PROBLEM DETAILS: Go over the entries and report the lines where the word "dock" occurs.
=== Begin Enclosure ===
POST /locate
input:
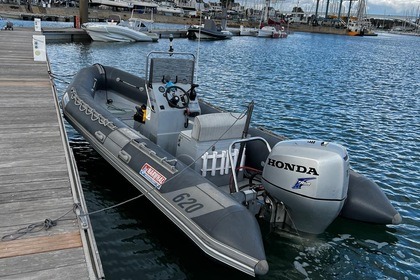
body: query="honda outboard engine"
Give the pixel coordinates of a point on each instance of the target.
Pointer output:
(311, 179)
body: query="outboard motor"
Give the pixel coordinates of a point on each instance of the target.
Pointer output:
(311, 179)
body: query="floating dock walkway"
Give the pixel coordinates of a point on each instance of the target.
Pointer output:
(39, 183)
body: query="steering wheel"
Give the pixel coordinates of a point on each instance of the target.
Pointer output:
(174, 97)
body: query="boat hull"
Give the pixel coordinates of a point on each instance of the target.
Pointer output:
(115, 33)
(222, 227)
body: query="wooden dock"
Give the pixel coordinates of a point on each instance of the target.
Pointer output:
(38, 178)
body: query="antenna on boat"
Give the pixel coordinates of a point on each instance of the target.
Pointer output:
(171, 48)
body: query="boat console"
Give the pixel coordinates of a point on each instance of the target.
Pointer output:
(171, 103)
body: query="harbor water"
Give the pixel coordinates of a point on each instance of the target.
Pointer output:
(361, 92)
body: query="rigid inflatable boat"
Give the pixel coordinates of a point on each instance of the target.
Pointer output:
(207, 170)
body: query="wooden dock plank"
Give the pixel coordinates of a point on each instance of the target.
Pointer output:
(34, 174)
(41, 244)
(62, 264)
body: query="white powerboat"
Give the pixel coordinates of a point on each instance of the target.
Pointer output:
(268, 32)
(116, 30)
(208, 31)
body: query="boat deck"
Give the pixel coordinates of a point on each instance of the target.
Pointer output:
(38, 178)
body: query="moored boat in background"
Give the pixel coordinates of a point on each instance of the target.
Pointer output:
(208, 31)
(117, 30)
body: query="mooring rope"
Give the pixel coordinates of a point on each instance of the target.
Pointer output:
(37, 227)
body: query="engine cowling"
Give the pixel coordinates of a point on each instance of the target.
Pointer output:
(311, 178)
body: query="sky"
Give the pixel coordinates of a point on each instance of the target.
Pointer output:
(374, 7)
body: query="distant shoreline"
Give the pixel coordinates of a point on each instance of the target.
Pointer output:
(68, 14)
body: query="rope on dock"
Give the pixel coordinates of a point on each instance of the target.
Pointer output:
(37, 227)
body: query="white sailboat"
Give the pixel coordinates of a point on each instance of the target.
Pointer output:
(361, 26)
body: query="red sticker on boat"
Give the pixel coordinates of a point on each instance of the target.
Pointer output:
(152, 175)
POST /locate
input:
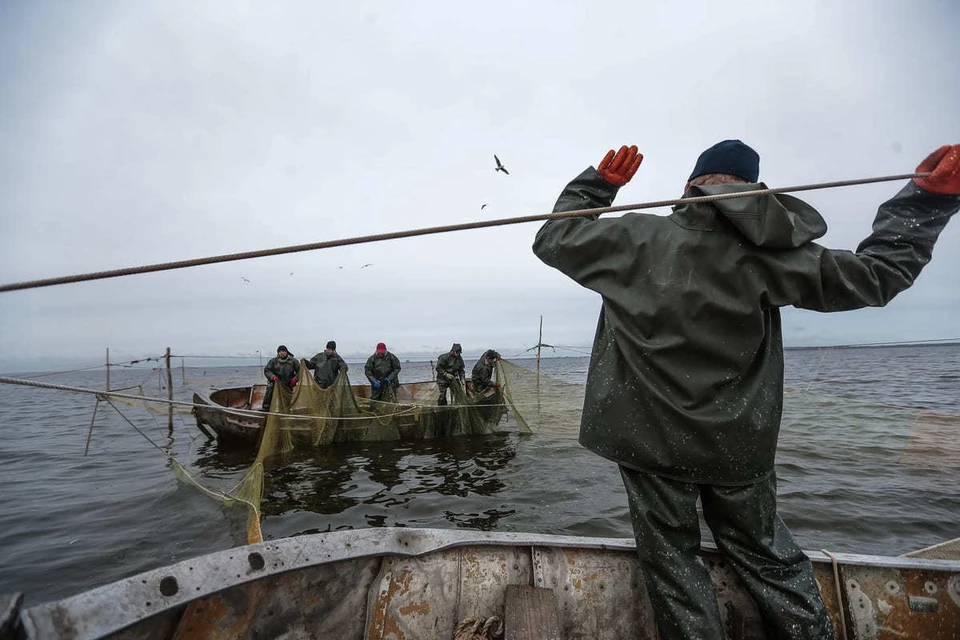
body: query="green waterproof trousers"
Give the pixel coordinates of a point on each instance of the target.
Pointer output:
(747, 531)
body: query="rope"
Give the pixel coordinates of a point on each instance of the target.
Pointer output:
(482, 224)
(103, 395)
(836, 584)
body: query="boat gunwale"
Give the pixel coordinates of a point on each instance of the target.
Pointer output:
(108, 609)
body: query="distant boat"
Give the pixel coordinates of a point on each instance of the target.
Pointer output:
(405, 583)
(230, 415)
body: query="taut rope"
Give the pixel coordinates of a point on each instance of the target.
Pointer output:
(482, 224)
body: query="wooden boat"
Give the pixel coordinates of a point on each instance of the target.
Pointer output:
(231, 415)
(406, 584)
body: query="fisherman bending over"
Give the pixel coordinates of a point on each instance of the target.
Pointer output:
(482, 375)
(685, 386)
(283, 369)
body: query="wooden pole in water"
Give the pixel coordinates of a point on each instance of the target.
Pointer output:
(539, 346)
(169, 390)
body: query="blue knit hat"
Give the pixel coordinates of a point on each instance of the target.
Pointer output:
(731, 157)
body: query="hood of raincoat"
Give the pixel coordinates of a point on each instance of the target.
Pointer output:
(771, 221)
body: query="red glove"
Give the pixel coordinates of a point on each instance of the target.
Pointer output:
(619, 169)
(944, 163)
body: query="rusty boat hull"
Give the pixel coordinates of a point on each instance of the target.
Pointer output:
(400, 583)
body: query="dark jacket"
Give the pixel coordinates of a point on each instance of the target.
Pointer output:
(450, 364)
(286, 370)
(382, 366)
(482, 374)
(686, 373)
(326, 367)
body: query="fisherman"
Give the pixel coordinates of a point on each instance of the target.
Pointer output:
(326, 365)
(450, 370)
(482, 375)
(685, 385)
(383, 371)
(283, 369)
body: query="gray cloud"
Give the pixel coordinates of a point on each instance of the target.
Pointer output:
(137, 133)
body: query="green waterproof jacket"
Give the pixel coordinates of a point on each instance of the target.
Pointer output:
(286, 369)
(381, 366)
(686, 373)
(450, 365)
(482, 374)
(326, 367)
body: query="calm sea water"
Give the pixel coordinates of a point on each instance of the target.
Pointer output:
(868, 463)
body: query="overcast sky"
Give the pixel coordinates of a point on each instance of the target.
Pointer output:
(134, 133)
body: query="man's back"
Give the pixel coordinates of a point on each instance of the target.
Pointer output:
(686, 378)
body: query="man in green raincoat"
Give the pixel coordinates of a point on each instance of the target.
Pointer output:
(450, 370)
(383, 371)
(326, 365)
(685, 384)
(283, 370)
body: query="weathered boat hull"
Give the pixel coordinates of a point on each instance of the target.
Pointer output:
(231, 416)
(379, 584)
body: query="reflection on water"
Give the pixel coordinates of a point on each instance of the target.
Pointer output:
(868, 462)
(378, 481)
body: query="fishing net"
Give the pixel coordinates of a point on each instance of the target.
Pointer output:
(310, 416)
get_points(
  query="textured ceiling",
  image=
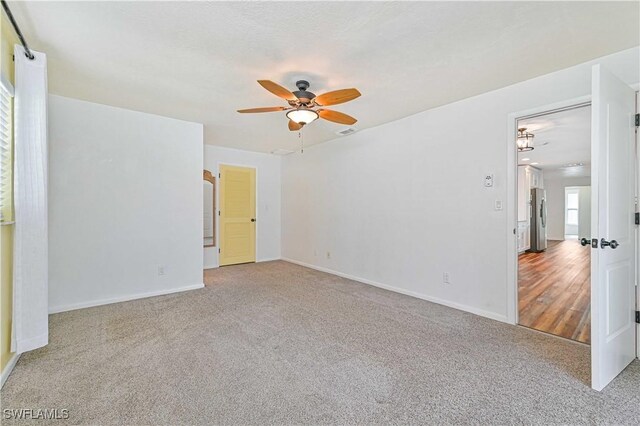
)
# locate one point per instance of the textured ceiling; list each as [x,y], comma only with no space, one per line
[199,61]
[562,142]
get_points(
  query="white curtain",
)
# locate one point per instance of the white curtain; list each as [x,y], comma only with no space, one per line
[30,266]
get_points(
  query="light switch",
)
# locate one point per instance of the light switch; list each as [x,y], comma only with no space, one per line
[488,181]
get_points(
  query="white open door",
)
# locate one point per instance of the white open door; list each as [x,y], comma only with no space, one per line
[613,331]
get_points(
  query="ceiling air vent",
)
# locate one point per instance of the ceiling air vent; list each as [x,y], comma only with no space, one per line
[281,152]
[346,132]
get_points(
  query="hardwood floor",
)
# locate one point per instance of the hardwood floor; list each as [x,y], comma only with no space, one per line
[554,290]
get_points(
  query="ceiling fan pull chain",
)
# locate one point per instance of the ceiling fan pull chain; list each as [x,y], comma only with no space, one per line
[301,137]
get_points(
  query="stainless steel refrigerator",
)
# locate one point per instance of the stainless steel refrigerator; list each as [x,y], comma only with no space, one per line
[538,221]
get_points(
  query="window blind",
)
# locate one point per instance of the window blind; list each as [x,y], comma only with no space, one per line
[6,165]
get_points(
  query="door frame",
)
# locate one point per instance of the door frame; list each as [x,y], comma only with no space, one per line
[217,201]
[512,193]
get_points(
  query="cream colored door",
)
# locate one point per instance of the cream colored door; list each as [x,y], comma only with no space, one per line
[237,215]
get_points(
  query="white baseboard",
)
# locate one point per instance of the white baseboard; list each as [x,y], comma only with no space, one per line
[271,259]
[459,306]
[90,304]
[8,369]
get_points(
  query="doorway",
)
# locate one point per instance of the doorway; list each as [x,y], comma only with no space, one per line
[237,215]
[553,199]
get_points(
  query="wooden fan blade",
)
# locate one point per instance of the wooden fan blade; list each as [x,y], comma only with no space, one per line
[336,117]
[337,97]
[278,90]
[266,109]
[293,126]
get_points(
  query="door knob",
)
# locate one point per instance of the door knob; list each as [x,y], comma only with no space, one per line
[604,243]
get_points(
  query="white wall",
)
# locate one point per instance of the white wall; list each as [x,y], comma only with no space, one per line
[268,198]
[584,212]
[399,204]
[125,198]
[554,188]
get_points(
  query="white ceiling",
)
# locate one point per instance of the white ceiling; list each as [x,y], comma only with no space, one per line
[199,61]
[561,142]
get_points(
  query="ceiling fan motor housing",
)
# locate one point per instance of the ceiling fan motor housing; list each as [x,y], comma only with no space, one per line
[302,94]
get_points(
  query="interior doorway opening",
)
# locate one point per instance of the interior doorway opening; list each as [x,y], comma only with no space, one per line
[554,205]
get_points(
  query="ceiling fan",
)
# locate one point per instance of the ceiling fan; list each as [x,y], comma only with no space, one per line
[302,104]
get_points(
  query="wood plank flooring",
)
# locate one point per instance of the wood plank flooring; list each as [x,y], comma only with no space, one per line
[554,290]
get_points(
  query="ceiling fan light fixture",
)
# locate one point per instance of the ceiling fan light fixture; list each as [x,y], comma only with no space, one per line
[524,140]
[302,115]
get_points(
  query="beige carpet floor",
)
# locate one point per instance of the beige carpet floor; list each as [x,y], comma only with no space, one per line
[276,343]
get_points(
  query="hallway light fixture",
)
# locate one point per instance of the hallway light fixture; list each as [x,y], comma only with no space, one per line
[524,140]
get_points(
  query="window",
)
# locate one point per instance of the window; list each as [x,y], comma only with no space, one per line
[6,164]
[572,208]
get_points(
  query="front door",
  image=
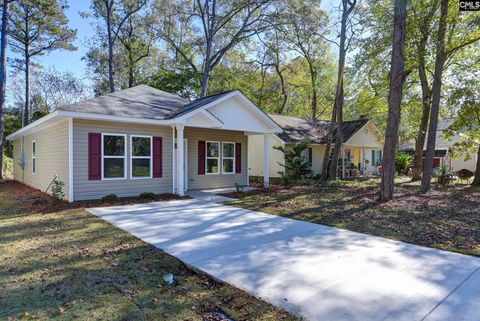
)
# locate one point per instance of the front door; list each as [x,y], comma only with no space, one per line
[185,163]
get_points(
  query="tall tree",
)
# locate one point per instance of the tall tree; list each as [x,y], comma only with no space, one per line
[209,29]
[397,77]
[347,8]
[36,28]
[115,13]
[3,74]
[436,95]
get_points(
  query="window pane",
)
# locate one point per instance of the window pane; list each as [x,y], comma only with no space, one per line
[228,165]
[212,149]
[140,168]
[228,150]
[113,167]
[212,165]
[140,146]
[113,145]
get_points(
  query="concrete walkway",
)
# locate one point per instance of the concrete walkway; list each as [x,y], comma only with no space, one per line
[319,272]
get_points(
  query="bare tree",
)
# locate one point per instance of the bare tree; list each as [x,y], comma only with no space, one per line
[397,78]
[37,27]
[115,13]
[347,8]
[223,25]
[3,74]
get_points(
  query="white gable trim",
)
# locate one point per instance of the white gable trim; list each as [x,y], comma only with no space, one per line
[275,128]
[378,133]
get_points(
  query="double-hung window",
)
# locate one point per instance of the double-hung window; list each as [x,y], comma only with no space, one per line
[228,158]
[212,157]
[141,156]
[34,159]
[114,156]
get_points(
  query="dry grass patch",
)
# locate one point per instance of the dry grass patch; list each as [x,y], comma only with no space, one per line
[447,218]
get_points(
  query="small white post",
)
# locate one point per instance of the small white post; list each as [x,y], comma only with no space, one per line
[266,160]
[180,161]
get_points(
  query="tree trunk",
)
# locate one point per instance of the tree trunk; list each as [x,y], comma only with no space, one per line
[476,179]
[426,101]
[26,111]
[332,172]
[326,156]
[397,78]
[3,76]
[436,95]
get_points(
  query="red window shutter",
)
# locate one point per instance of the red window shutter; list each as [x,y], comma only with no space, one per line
[201,157]
[94,156]
[157,157]
[238,158]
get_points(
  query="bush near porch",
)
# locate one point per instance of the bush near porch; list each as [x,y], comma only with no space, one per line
[447,218]
[62,263]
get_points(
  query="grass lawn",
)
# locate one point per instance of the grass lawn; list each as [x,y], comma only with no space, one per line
[447,218]
[62,263]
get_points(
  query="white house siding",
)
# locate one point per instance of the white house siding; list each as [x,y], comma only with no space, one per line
[51,157]
[93,189]
[255,155]
[195,181]
[235,115]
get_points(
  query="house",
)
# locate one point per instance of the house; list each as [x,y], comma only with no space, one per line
[361,153]
[442,147]
[141,140]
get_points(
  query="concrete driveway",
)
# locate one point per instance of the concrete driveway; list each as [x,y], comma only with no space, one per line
[319,272]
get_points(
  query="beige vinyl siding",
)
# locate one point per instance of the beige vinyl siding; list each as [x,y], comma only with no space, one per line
[255,155]
[195,181]
[93,189]
[51,157]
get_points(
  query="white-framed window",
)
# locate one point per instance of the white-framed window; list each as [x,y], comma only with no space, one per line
[212,157]
[228,158]
[114,156]
[141,151]
[34,157]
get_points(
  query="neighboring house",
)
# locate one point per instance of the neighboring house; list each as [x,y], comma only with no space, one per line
[141,140]
[442,146]
[361,153]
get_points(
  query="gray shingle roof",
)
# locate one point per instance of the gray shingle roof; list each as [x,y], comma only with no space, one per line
[141,102]
[317,132]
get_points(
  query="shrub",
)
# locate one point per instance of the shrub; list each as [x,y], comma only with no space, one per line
[109,198]
[402,160]
[296,167]
[57,190]
[147,195]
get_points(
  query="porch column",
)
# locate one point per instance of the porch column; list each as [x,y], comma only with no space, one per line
[266,160]
[180,160]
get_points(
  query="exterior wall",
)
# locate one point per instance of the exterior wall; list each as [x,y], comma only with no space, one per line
[84,189]
[255,156]
[195,181]
[367,137]
[51,157]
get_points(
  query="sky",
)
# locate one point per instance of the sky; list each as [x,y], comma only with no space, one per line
[72,60]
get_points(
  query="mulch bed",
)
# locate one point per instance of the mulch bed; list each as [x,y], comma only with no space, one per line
[37,201]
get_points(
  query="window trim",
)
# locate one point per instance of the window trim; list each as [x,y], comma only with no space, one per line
[34,158]
[232,158]
[218,158]
[124,157]
[141,157]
=== End Enclosure ===
EXPECTED ANSWER:
body: query="floating dock walkway"
body: query="wooden dock"
body: query="wooden dock plank"
body: query="rope on dock"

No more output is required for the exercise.